Problem:
Starting at the line with "Find every instance of the swimming" and continuing through the end of the material, write those lines out again with "pixel coordinates" changed to "image coordinates" and everything else left as it is. Leave the pictures out of your answer.

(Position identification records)
────────────────────────────────────────

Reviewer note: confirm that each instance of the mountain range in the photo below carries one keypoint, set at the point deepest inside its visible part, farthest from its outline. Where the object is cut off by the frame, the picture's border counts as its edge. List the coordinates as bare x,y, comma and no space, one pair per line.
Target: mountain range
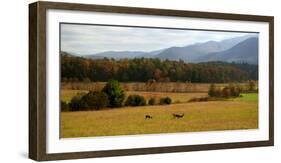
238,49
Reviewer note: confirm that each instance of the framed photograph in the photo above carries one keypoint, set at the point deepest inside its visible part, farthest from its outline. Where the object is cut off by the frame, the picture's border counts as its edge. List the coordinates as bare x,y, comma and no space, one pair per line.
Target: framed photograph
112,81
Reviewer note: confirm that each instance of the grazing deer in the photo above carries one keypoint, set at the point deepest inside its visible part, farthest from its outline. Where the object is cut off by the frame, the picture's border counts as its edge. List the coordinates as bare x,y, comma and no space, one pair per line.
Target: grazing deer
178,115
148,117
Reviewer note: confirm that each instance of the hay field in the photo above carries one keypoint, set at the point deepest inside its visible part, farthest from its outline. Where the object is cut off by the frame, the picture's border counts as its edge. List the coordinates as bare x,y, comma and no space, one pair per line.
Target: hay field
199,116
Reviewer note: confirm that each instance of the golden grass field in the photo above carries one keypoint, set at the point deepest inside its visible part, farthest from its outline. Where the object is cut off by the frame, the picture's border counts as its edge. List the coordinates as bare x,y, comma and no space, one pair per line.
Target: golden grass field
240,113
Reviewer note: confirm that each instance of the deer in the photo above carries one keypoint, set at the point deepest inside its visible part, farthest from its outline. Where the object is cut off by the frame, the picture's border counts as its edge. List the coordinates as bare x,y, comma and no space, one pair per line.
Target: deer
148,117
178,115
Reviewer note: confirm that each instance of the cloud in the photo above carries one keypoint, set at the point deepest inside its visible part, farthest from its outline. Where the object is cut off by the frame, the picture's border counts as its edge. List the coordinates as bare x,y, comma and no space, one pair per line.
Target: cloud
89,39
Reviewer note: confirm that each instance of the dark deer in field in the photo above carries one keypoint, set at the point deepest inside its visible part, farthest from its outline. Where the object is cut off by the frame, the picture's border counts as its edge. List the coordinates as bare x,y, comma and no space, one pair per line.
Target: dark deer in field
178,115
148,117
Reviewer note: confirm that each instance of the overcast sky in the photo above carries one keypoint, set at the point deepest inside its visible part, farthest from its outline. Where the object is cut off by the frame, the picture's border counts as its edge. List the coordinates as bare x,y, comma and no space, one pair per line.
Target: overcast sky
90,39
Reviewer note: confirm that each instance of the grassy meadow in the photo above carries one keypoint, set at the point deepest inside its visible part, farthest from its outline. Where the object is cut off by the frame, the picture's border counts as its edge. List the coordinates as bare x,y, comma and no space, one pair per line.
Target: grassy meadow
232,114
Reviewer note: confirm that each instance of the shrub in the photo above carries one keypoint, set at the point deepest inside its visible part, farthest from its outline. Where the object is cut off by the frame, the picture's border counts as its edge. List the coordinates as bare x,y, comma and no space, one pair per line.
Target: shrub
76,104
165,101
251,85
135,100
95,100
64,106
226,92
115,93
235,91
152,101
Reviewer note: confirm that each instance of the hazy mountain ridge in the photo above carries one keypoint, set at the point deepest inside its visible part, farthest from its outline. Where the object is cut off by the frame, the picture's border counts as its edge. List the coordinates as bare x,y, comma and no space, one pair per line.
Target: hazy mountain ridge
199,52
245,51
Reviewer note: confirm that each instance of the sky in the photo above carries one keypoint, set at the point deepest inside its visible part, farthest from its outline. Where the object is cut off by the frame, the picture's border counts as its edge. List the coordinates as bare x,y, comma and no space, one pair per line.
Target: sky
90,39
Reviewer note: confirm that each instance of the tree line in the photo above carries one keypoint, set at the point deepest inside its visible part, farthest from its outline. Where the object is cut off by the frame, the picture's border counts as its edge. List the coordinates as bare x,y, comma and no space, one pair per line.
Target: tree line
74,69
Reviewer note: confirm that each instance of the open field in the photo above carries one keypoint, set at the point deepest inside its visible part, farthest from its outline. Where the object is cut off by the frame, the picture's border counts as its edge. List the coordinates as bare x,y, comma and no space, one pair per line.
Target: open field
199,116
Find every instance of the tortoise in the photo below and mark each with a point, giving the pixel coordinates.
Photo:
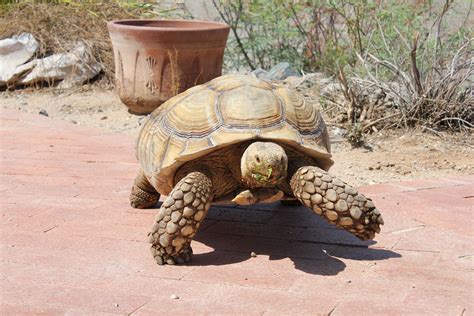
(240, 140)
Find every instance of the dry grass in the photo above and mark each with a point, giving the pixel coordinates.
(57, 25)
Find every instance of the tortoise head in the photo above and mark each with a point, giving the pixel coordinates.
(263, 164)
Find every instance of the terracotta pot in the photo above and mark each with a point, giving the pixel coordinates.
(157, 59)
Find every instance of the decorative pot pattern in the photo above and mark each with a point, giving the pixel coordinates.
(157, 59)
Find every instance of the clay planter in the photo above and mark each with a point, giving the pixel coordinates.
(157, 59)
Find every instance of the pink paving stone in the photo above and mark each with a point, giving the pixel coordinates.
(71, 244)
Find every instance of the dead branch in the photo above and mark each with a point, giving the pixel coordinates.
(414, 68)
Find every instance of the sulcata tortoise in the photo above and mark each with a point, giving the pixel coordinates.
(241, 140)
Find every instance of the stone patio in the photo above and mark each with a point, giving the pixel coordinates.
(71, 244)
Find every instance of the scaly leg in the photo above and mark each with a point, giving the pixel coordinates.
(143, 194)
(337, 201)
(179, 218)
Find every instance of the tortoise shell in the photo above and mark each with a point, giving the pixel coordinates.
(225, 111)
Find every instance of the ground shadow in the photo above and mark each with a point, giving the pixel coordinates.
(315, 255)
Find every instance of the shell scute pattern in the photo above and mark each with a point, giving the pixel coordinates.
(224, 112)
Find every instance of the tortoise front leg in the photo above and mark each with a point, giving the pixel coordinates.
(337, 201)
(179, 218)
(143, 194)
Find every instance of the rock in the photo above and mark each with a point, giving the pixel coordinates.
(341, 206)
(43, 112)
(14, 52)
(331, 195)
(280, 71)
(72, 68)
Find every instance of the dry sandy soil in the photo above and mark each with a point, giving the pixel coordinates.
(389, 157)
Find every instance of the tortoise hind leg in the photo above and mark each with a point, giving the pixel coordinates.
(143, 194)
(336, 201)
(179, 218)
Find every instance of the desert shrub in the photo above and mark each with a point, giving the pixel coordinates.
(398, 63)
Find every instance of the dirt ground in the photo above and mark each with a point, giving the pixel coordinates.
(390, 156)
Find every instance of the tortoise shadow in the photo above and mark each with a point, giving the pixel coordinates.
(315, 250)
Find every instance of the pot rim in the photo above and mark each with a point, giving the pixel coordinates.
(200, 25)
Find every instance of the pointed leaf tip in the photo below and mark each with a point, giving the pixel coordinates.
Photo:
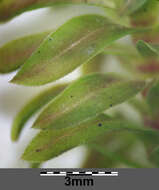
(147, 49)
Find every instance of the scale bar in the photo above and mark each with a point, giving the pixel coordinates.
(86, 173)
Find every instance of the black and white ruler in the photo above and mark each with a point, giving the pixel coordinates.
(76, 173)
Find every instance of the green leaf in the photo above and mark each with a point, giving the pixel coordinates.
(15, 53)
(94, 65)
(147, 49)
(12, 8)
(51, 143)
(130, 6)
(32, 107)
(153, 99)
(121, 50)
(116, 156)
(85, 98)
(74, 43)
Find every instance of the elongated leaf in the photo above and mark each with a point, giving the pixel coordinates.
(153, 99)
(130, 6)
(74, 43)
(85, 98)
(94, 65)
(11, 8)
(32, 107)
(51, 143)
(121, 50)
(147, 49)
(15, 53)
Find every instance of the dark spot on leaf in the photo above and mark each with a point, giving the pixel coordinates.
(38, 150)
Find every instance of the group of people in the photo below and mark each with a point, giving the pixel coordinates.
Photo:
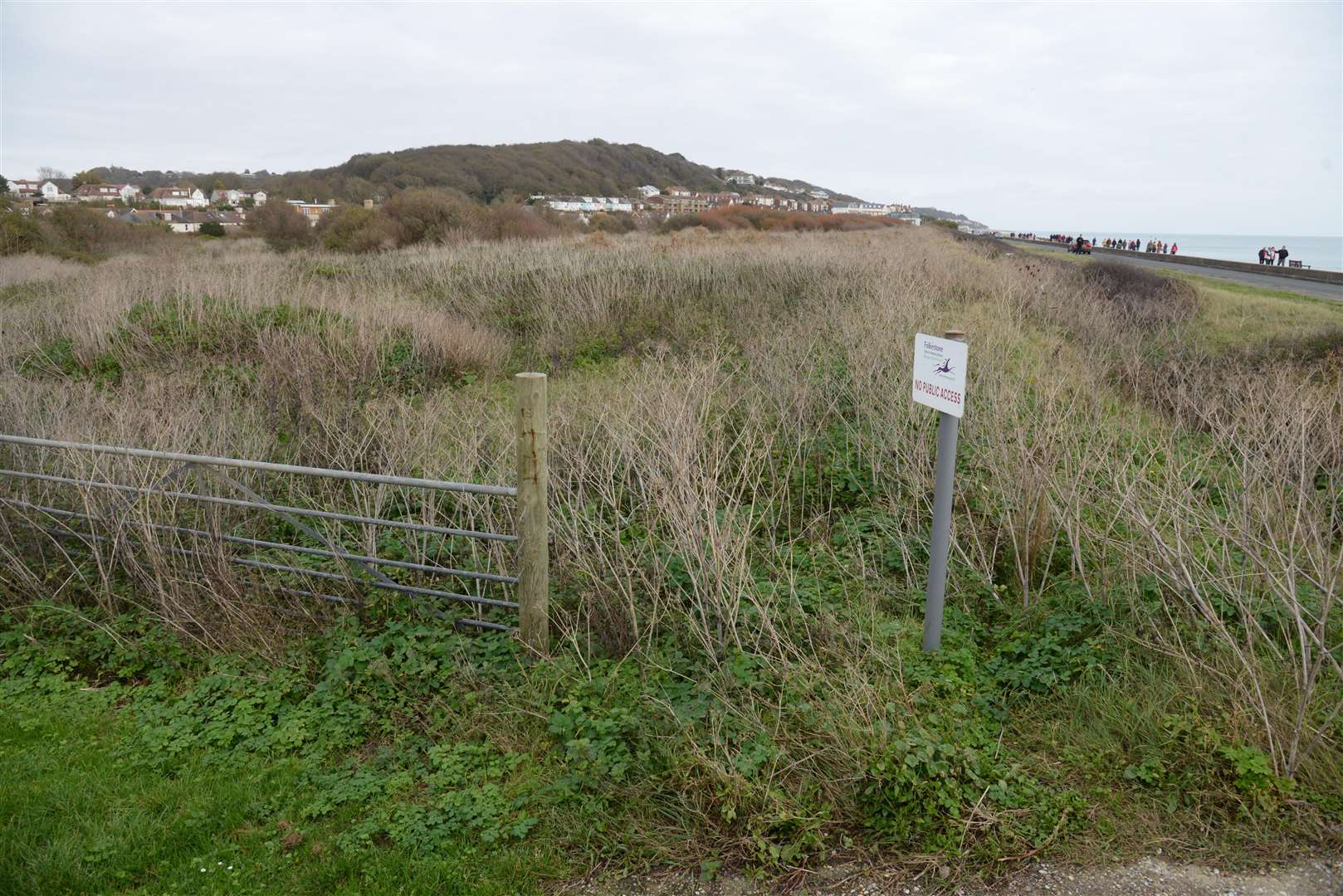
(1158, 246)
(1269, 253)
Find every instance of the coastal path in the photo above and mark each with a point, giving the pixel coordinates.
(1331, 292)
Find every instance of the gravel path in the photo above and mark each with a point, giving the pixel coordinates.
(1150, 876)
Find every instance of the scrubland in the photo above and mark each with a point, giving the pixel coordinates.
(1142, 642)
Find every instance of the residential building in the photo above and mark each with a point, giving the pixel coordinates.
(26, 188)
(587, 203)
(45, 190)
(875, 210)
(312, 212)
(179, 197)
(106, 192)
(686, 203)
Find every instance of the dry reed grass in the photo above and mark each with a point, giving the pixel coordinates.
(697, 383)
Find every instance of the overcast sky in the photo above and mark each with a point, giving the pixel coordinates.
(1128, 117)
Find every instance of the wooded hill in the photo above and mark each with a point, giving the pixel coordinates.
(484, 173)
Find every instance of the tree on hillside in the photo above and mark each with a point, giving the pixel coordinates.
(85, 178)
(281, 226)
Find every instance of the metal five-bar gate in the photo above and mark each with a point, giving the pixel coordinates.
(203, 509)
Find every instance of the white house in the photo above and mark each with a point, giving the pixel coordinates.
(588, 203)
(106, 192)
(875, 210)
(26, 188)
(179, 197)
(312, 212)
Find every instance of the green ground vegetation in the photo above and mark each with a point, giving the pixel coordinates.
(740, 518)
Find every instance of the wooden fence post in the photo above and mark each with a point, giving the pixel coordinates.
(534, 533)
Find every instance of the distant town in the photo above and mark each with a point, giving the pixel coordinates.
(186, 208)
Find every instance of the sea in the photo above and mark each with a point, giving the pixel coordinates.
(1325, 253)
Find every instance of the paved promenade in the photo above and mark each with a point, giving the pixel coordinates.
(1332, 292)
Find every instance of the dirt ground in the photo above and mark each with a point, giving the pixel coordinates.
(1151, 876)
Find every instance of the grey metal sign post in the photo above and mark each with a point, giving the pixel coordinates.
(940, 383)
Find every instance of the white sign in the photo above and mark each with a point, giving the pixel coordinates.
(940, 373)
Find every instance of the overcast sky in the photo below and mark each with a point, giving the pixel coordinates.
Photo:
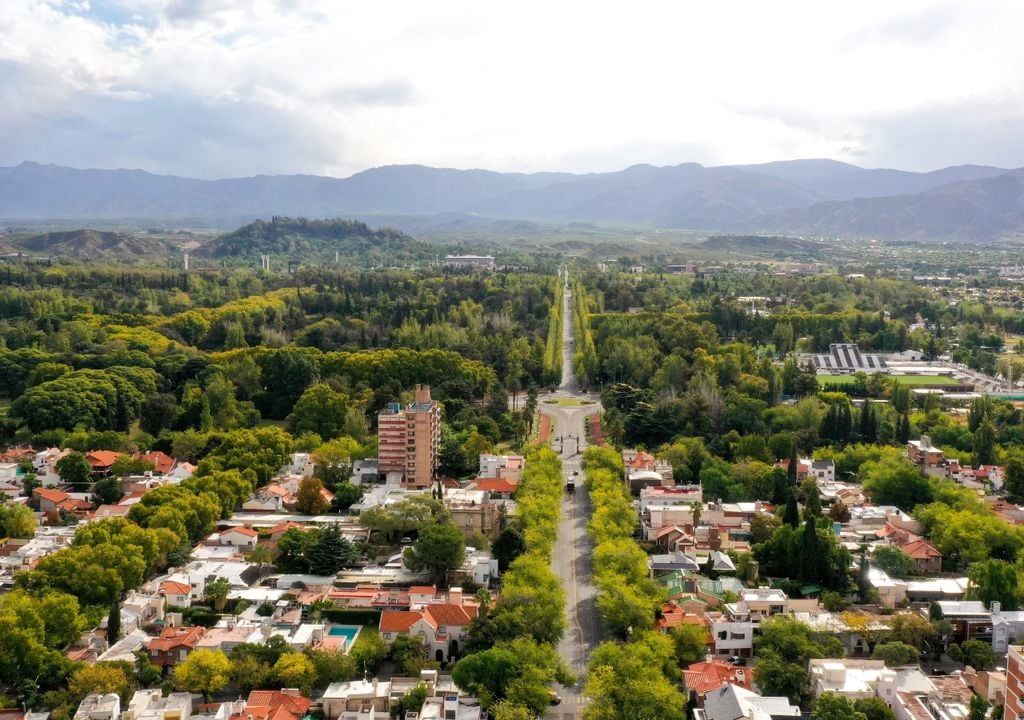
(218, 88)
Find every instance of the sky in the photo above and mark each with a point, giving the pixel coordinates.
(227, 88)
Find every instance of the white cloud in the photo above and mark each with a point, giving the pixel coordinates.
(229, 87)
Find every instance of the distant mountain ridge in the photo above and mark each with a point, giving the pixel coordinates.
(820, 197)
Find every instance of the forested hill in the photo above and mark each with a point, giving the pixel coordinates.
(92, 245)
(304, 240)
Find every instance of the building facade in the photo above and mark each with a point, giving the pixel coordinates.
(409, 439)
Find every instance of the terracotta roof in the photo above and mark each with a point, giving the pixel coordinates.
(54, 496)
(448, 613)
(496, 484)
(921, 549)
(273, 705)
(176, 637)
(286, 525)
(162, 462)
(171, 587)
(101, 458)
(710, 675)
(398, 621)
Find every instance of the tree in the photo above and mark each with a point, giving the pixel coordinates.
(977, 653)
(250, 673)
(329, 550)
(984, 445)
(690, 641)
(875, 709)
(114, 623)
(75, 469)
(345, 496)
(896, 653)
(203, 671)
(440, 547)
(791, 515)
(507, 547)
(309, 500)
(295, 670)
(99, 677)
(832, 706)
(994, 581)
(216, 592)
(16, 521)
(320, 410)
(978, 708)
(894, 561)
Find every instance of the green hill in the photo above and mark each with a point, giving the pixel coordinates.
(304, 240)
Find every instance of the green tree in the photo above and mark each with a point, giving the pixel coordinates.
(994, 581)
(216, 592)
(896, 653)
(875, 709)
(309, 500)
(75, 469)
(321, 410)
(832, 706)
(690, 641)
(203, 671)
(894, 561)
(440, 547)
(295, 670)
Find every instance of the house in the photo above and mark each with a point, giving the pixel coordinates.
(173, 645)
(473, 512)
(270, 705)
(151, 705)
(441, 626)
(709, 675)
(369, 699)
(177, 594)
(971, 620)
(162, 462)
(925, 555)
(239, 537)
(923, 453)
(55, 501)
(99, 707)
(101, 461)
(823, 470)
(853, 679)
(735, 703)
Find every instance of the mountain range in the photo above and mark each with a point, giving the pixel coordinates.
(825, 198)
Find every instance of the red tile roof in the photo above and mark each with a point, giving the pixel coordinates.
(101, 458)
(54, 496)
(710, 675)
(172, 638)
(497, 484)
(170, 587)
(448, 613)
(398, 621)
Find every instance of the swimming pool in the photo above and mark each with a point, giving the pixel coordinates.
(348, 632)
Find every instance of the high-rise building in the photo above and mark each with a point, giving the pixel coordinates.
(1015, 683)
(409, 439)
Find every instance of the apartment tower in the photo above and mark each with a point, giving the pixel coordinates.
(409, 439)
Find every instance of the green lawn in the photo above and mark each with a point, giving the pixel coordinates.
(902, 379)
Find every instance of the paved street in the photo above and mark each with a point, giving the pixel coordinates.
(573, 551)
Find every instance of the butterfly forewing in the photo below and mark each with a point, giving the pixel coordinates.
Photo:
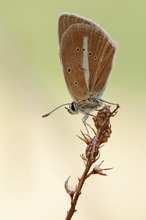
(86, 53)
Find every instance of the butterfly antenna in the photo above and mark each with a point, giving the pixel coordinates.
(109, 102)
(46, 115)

────────────────────────────────────────

Answer:
Find every instance of the swimming pool in the photo above and mark each with a point, giving the image coordinates.
(348, 632)
Find every instance of the high-rise building in the photo above and mark each with a point, giving the image coordinates.
(1015, 683)
(409, 439)
Find every instance of the apartment tower in the photo above and mark each with a point, giving the image coordinates.
(409, 439)
Find every instance of the green lawn in the photo above and mark each with a point, giving the image coordinates.
(902, 379)
Find every instance of the paved street in the photo above and mark each with a point, giving the image coordinates.
(573, 551)
Find every instance of the butterfly forewing in the photo below and mark each with a point, giving the image coordinates.
Photo:
(86, 53)
Find every instance of the butterfly antenna in the photo above and mark each with a point, giving the image coordinates.
(109, 102)
(46, 115)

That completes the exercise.